### What you have to do
Copy out, without any change, the lines of the records running from the start of the records through the line containing "Trace the outline of every instance of the younger", including that line.

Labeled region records
◆ ◆ ◆ ◆ ◆

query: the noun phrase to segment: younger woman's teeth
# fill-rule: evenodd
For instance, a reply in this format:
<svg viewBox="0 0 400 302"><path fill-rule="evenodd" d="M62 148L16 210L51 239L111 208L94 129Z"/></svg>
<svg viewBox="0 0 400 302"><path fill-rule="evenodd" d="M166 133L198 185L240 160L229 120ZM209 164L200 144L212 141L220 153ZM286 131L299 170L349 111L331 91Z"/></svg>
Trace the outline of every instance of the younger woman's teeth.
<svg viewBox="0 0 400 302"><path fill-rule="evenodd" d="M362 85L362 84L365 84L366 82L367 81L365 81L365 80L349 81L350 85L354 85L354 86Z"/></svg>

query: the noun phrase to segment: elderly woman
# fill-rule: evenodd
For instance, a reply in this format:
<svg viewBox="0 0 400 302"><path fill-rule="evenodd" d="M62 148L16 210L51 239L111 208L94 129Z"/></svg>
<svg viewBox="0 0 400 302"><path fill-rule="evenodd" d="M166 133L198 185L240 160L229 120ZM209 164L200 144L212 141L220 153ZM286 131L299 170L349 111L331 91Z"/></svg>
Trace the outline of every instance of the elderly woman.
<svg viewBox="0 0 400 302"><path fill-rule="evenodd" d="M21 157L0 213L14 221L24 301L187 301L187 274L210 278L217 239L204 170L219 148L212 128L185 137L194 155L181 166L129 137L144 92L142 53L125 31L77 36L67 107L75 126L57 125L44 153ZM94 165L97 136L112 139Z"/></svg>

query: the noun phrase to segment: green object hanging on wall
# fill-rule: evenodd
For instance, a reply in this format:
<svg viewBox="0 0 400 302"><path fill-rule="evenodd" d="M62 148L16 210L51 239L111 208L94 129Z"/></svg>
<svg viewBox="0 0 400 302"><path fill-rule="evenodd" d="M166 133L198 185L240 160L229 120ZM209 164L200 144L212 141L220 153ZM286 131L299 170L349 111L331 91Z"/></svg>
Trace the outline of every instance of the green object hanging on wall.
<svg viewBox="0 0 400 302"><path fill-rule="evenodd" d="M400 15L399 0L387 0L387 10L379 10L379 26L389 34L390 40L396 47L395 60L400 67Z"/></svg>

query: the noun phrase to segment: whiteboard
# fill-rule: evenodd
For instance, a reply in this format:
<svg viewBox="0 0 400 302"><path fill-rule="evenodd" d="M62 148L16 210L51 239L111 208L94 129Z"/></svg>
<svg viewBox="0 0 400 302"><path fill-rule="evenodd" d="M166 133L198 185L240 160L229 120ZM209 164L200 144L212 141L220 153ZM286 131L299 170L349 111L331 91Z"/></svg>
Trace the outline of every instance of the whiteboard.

◆ ◆ ◆ ◆ ◆

### Output for this exercise
query: the noun phrase to segment: younger woman's teeth
# fill-rule: evenodd
For instance, a reply in this format:
<svg viewBox="0 0 400 302"><path fill-rule="evenodd" d="M62 148L16 210L51 239L111 208L94 129Z"/></svg>
<svg viewBox="0 0 400 302"><path fill-rule="evenodd" d="M166 133L198 185L240 160L229 120ZM209 164L200 144L212 141L220 153ZM286 131L299 170L349 111L331 91Z"/></svg>
Trace the outline of every instance of the younger woman's teeth.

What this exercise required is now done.